--- START ---

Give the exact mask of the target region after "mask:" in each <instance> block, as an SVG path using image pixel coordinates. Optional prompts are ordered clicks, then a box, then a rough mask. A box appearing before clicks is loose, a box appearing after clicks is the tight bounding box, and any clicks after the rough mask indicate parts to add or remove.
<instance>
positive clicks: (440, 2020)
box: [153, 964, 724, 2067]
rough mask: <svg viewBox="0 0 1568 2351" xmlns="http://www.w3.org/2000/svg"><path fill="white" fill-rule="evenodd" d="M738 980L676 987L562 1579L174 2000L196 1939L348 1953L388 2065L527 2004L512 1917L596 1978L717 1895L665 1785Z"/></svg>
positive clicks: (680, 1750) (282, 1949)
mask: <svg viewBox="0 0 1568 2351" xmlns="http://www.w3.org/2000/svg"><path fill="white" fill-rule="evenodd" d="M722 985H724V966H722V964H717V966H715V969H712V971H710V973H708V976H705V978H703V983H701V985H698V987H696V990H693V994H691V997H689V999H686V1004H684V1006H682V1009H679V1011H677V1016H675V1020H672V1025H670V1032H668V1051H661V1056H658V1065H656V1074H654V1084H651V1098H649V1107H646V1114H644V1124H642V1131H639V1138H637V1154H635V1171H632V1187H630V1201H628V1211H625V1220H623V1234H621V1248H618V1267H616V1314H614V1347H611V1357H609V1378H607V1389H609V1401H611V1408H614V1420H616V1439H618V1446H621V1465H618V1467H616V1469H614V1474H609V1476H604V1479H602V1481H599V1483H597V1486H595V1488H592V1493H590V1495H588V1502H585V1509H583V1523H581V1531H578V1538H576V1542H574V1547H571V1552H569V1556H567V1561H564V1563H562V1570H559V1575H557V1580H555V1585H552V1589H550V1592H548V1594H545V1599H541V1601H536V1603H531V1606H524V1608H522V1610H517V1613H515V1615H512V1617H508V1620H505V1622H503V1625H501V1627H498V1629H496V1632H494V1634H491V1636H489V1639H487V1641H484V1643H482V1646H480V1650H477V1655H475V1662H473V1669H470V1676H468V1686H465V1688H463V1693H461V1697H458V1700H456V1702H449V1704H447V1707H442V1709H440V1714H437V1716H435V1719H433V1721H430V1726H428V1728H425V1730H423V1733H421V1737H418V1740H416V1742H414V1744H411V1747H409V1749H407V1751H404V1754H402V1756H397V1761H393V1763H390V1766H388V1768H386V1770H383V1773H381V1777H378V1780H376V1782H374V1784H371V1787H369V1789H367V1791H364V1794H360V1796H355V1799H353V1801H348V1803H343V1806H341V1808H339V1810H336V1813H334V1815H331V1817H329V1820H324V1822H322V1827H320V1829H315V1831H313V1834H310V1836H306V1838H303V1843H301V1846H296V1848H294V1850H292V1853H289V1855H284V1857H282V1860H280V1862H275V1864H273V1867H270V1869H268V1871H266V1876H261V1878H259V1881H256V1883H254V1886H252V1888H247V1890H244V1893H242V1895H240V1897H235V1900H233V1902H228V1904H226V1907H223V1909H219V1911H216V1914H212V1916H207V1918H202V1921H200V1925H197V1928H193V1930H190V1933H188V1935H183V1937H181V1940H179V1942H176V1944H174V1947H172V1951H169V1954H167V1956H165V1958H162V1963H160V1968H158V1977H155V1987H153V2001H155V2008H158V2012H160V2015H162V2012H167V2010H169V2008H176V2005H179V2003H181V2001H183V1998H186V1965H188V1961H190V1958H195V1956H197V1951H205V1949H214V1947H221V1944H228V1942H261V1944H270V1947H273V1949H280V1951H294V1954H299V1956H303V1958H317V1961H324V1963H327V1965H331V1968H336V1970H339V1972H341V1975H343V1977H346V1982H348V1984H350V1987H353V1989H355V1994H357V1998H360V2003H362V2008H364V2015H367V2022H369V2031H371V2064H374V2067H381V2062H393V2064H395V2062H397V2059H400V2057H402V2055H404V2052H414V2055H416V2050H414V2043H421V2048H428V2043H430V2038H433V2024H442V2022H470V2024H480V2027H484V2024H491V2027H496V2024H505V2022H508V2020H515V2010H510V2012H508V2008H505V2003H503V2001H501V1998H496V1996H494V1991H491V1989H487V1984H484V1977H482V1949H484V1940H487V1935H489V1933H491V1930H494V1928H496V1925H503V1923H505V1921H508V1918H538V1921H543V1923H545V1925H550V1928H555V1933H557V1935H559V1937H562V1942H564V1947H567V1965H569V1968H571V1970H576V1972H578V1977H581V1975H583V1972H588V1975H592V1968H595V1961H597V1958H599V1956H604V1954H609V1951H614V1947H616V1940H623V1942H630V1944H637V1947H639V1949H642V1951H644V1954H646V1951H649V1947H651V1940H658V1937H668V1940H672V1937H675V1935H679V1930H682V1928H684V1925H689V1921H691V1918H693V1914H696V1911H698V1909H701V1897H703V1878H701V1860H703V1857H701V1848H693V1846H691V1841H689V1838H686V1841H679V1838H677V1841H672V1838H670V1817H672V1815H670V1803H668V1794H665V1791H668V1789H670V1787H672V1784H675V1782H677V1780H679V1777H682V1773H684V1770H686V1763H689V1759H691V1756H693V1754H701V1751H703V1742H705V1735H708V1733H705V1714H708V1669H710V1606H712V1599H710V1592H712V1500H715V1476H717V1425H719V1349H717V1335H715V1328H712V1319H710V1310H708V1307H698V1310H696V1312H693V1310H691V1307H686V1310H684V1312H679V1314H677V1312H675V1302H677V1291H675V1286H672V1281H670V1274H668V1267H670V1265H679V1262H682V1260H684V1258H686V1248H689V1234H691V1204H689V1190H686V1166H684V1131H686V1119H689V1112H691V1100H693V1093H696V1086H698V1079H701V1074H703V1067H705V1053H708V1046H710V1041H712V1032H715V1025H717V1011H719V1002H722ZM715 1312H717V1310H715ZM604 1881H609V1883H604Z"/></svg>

--- END ---

◆ Directions for this task ◆
Where does the word "instance" appear in the records? Copy every line that holds it.

◆ Written answer ◆
Give the exact mask of the target region after "mask:" in each <instance> block, as an SVG path using image pixel coordinates. Optional prompts are ordered clicks, then a box, then a rough mask. A box appearing before clicks is loose, a box appearing after clicks is the tight bounding box, and any clicks after the rough mask indicate parts to add or remove.
<instance>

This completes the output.